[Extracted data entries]
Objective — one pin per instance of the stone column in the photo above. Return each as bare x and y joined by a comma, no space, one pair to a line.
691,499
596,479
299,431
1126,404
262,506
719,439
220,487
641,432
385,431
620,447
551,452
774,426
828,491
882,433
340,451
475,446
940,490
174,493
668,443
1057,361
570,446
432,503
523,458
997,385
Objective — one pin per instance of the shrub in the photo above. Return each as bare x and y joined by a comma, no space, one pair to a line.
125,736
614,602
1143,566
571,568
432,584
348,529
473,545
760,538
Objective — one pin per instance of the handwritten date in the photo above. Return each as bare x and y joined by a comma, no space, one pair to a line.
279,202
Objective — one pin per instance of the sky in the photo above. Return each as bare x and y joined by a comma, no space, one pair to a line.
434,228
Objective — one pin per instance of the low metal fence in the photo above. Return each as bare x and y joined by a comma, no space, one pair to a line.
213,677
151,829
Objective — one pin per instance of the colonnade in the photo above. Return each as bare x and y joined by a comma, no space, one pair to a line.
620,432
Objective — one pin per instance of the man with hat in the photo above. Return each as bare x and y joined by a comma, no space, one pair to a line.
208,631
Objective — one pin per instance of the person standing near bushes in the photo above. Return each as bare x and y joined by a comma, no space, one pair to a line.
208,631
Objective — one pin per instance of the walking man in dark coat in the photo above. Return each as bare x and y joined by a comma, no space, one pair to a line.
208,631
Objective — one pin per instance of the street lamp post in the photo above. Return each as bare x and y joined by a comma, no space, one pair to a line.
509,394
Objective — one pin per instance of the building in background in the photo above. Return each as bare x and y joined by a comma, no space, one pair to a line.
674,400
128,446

Task brief: Set down each record verbatim.

Solution:
Objective — one pin per instance of the stone column in the photo above. Return each as bare x and y joined by a comma, no space, one pair to a line.
691,499
596,479
299,431
1126,404
262,506
719,439
220,487
641,432
385,431
620,447
551,452
774,426
828,491
882,433
340,451
475,446
940,490
174,493
668,443
1057,361
570,446
432,503
523,458
997,385
Objective — one pin per instance of the shrub in the photo above. Return each as bare x and y joined by a comma, no space, one pair to a line.
125,736
614,602
1143,566
571,568
432,584
348,529
473,545
760,538
Objective — one pin per instance of the handwritten date in the photo above. Return each as bare x and y joined by a comma, no space, one pair to a line.
279,202
Objective — one pin per instance of the sky in the photo above. Return each as bare x and y joined by a comma, no space, one pair to a line.
434,228
Objective — one pin per instance of the low metal fence in the photo above. Return each as bare x and y joined by a comma, no space, one pair to a line.
213,677
151,829
Objective — one pin per instance of the colonnade in the photo above. Return each as bare x and y joined by a comma, no space, one pair to a line.
620,432
Objective — one pin per instance of the man with hat in the photo above. Return each as bare x and y joined by a comma, no space, one pair to a line.
208,631
Objective — one pin per instance of the person standing near bushes in the photo above. Return each as bare x and y joined by a comma, no space, one pair to a line.
208,631
Objective — one pin per instance of the walking man in dark coat in the photo above. Return each as bare x and y joined by a comma, no space, one pair to a line.
208,631
Objective — one pin per instance of the street lamp post in the photo above. Return each as bare x and y joined by a comma, no space, one pair to a line.
509,394
Objective — one pin per instance of the building in background in the photo above. Return each as bare x and y joined by a comma, no space, one pair to a line.
674,400
128,446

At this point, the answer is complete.